(Segmentation labeling records)
▼▼▼
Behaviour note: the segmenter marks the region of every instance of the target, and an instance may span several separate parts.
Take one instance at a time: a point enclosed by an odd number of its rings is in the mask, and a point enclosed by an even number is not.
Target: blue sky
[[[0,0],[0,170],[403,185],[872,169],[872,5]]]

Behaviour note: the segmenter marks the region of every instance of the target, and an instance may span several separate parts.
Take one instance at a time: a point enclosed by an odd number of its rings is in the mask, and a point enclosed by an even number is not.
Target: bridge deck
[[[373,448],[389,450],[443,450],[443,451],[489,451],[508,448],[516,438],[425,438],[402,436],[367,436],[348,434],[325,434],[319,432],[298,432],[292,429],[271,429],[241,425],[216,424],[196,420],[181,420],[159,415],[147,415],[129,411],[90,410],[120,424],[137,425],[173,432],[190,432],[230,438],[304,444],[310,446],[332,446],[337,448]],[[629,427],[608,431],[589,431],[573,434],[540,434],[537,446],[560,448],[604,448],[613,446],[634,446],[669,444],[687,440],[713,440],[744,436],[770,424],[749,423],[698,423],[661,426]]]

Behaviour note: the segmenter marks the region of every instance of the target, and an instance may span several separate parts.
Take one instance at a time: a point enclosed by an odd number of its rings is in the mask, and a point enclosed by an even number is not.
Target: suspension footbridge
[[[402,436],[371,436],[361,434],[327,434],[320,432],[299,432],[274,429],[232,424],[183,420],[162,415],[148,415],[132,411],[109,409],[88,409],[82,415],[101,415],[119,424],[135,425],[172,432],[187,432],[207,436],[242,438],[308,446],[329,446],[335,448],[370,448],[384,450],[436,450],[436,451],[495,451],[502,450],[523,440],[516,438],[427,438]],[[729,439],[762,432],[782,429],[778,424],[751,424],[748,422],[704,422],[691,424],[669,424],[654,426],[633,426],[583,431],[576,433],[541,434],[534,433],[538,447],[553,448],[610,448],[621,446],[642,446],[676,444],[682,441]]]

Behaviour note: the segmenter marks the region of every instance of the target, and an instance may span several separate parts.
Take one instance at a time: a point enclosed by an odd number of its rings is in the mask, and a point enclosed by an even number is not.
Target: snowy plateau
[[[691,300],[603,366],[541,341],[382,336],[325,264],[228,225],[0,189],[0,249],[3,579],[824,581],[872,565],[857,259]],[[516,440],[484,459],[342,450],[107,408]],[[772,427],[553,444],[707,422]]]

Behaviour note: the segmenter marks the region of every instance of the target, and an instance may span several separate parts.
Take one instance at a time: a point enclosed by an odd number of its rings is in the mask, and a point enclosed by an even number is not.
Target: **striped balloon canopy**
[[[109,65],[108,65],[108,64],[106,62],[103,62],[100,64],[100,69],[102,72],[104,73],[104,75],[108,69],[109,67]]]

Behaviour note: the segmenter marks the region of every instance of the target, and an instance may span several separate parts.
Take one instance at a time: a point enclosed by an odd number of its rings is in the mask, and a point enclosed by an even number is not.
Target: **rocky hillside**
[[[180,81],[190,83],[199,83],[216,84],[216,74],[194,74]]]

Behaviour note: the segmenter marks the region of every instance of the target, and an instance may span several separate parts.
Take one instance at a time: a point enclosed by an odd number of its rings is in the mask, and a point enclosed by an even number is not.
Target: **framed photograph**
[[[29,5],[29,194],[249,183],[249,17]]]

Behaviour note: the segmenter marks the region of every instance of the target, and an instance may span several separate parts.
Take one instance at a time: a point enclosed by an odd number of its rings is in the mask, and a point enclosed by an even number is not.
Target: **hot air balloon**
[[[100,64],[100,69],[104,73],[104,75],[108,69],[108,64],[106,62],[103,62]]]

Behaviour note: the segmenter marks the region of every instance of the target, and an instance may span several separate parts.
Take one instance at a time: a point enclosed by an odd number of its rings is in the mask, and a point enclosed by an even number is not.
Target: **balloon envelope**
▲▲▲
### THE REQUEST
Please swap every "segmenter" in the records above for "labeling tool" and write the lines out again, changing nothing else.

### SOLVED PROBLEM
Behaviour note: the labeling tool marks the region of every instance of the target, and an instance may span several separate parts.
Take one instance at a time: a point enclosed by an odd number of its rings is in the mask, and a point enclosed by an even number is not.
Target: blue sky
[[[0,0],[0,170],[403,185],[872,169],[872,5]]]

Behaviour note: the labeling tool marks the region of every instance of the target, and an instance may span several separate parts.
Take one instance at a time: a point enclosed by an odd number of its rings is in the mask, and a point enclosed by an even number is not.
Target: bridge deck
[[[373,448],[389,450],[443,450],[443,451],[489,451],[508,448],[516,438],[425,438],[402,436],[367,436],[348,434],[325,434],[319,432],[298,432],[292,429],[271,429],[241,425],[216,424],[196,420],[181,420],[159,415],[147,415],[129,411],[90,410],[120,424],[137,425],[173,432],[190,432],[230,438],[304,444],[310,446],[332,446],[337,448]],[[629,427],[608,431],[589,431],[573,434],[540,434],[537,446],[560,448],[604,448],[613,446],[634,446],[669,444],[687,440],[713,440],[744,436],[770,424],[749,423],[698,423],[661,426]]]

Behaviour note: the labeling tool marks the region of every instance of the target, and an instance may span several separate parts.
Take one instance at a time: a point enclosed by an odd number of its rings is in the mask, and a point enclosed by an even number is not.
Target: suspension footbridge
[[[402,436],[371,436],[361,434],[327,434],[320,432],[299,432],[274,429],[232,424],[183,420],[162,415],[148,415],[132,411],[109,409],[88,409],[82,415],[101,415],[119,424],[135,425],[172,432],[187,432],[207,436],[242,438],[308,446],[329,446],[335,448],[370,448],[384,450],[436,450],[436,451],[495,451],[502,450],[523,440],[516,438],[427,438]],[[729,439],[762,432],[782,429],[778,424],[751,424],[748,422],[704,422],[691,424],[669,424],[654,426],[633,426],[583,431],[576,433],[541,434],[534,433],[538,447],[553,448],[610,448],[621,446],[642,446],[676,444],[682,441]]]

Behaviour note: the labeling tool marks the region of every instance of the target, and an instance may span several separate parts.
Take one instance at a time: a point enclosed by an odd number of its rings is in the mask, and a point enclosed by an even number is not.
Target: snowy plateau
[[[691,300],[603,366],[541,341],[382,336],[325,264],[228,225],[0,189],[0,249],[3,579],[824,581],[872,565],[857,259]],[[516,440],[484,459],[342,450],[107,408]],[[772,427],[553,444],[707,422]]]

Behaviour note: the labeling tool marks the region of every instance of the target, and an instance may span several separate parts.
Take one instance at a time: a point enclosed by an odd number of its rings is in the mask, and a point enclosed by an even number is not.
Target: **striped balloon canopy**
[[[109,65],[108,65],[108,64],[106,62],[103,62],[100,64],[100,69],[102,72],[104,73],[104,75],[108,69],[109,67]]]

Behaviour note: the labeling tool marks the region of every instance of the target, and an instance may span several separate parts.
Take one instance at a time: a point enclosed by an odd number of its rings is in the mask, and a point enclosed by an even number is not.
Target: **rocky hillside**
[[[180,81],[190,83],[199,83],[216,84],[216,74],[194,74]]]

Behaviour note: the labeling tool marks the region of every instance of the target, and an instance may span several separate parts.
Take one instance at a time: a point enclosed by an odd number of its rings is in the mask, and a point enclosed by an even number is not.
Target: **framed photograph**
[[[29,5],[29,194],[249,183],[249,17]]]

Behaviour note: the labeling tool marks the region of every instance of the target, and an instance may span several separate parts.
Take one instance at a time: a point enclosed by an odd number of its rings is in the mask, and a point enclosed by an even number is not.
Target: **hot air balloon**
[[[100,64],[100,69],[104,73],[104,75],[108,69],[108,64],[106,62],[103,62]]]

Behaviour note: the labeling tool marks the region of every instance of the target, and an instance may span several separate parts.
Take one instance at a time: a point enclosed by an odd number of its rings is in the mask, and a point enclosed by an even number is not.
Target: **balloon envelope**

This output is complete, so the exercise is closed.